YOUR OBJECTIVE:
Render the listing below as a Markdown table with the columns Row and Line. Give each line its own numbered row, and leave out blank lines.

PROVIDED INFORMATION:
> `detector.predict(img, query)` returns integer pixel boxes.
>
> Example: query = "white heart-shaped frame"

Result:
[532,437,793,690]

EXERCISE RESULT:
| Row | Line |
|---|---|
| 1 | > `detector.predict(img, query)` returns integer pixel boxes. |
| 2 | > |
| 3 | > Example: query = "white heart-shaped frame" |
| 4 | Result: |
| 5 | [532,437,793,690] |